Exercise objective => Pictures aside, repeat every entry exactly.

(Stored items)
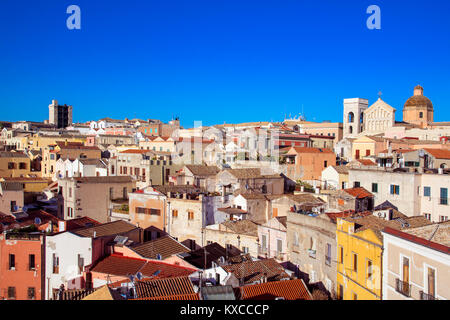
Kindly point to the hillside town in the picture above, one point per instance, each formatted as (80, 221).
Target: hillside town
(143, 209)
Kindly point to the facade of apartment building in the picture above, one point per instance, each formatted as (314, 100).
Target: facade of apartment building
(11, 197)
(413, 193)
(22, 275)
(307, 164)
(335, 177)
(272, 237)
(14, 164)
(416, 263)
(93, 197)
(65, 266)
(147, 208)
(242, 235)
(312, 248)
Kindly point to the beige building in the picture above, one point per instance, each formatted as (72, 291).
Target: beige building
(418, 109)
(14, 164)
(414, 193)
(416, 263)
(93, 197)
(241, 234)
(312, 248)
(335, 177)
(11, 197)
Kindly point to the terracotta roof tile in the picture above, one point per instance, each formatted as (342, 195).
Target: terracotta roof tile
(359, 192)
(174, 288)
(165, 246)
(106, 229)
(251, 271)
(288, 289)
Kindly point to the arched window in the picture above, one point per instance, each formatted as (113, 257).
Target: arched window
(351, 117)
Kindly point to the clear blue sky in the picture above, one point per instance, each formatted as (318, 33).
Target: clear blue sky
(216, 60)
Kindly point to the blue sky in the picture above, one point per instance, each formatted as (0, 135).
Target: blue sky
(220, 61)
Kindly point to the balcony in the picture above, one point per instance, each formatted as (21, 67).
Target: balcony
(426, 296)
(403, 287)
(312, 253)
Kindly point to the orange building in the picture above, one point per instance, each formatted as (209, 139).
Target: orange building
(22, 268)
(148, 208)
(307, 164)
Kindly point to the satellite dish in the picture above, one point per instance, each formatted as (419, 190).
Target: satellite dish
(156, 273)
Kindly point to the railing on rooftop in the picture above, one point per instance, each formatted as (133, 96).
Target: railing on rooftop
(22, 236)
(426, 296)
(403, 287)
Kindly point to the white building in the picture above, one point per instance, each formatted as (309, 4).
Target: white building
(414, 193)
(66, 254)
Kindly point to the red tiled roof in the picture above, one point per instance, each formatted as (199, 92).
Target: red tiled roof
(438, 153)
(418, 240)
(80, 223)
(136, 151)
(366, 162)
(251, 271)
(288, 289)
(311, 150)
(123, 266)
(165, 289)
(359, 192)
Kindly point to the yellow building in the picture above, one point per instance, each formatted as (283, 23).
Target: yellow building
(30, 184)
(367, 146)
(359, 252)
(14, 164)
(41, 141)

Task response =>
Kindly point to the hillside town in the picture above, one point per instance, each formatted as (80, 221).
Target: hillside town
(143, 209)
Kindly point to the facade of apartment building in the picture above, one point per instance, each formatted as (314, 100).
Target: facade of apartment building
(11, 197)
(413, 193)
(22, 275)
(307, 164)
(335, 177)
(272, 237)
(14, 164)
(416, 263)
(93, 197)
(65, 266)
(147, 208)
(242, 235)
(312, 248)
Kindly point to the beige building in the picture above, one point per instance, each formatted as (72, 291).
Target: beige building
(418, 109)
(14, 164)
(414, 193)
(416, 263)
(93, 197)
(241, 234)
(312, 248)
(335, 177)
(11, 197)
Kindly point to the terracotta roof tile in the picture above, one point per instance, each formatted as (342, 195).
Target: terracotta roof tile
(359, 192)
(174, 288)
(165, 246)
(106, 229)
(251, 271)
(288, 289)
Kindly point to the arched window in the picture above, one point per instance, each formatted as (113, 257).
Target: arched window
(351, 117)
Kindly point to the clear blue sky in the picture above, one point per instance, each formatted as (318, 33).
Target: clear blue sky
(216, 60)
Kindly point to the blue sky in the picture above, one point per instance, each formatted as (0, 135).
Target: blue sky
(220, 61)
Kindly point to the balcony in the picture above, one point per instance, each formatted as (21, 67).
Target: balcony
(426, 296)
(403, 287)
(312, 253)
Kindly point to the orange building in the picture above, one point per instance, each formatted as (209, 139).
Target: orange building
(22, 268)
(148, 208)
(307, 164)
Kindly point to the satellite dish in the picture above, one point per instance, each formatted as (419, 190).
Target: satellite dish
(156, 273)
Kindly point to the railing on rooftop in the picture above, one point per instance, each formatted as (133, 96).
Target: railing on rooftop
(22, 236)
(426, 296)
(403, 287)
Kindly point to the white building in the picture above, one point per instance, each formatted as (309, 4).
Target: white building
(414, 193)
(66, 254)
Kindly point to the red tiled roof in the picture above, one point per instance, each formatted as (199, 92).
Target: red tiled roof
(438, 153)
(418, 240)
(80, 223)
(136, 151)
(366, 162)
(251, 271)
(288, 289)
(311, 150)
(123, 266)
(165, 289)
(359, 192)
Kindly point to the yellow building in the picture above, one point per instance, each formatted as (283, 23).
Target: yellow building
(30, 184)
(367, 146)
(359, 252)
(14, 164)
(41, 141)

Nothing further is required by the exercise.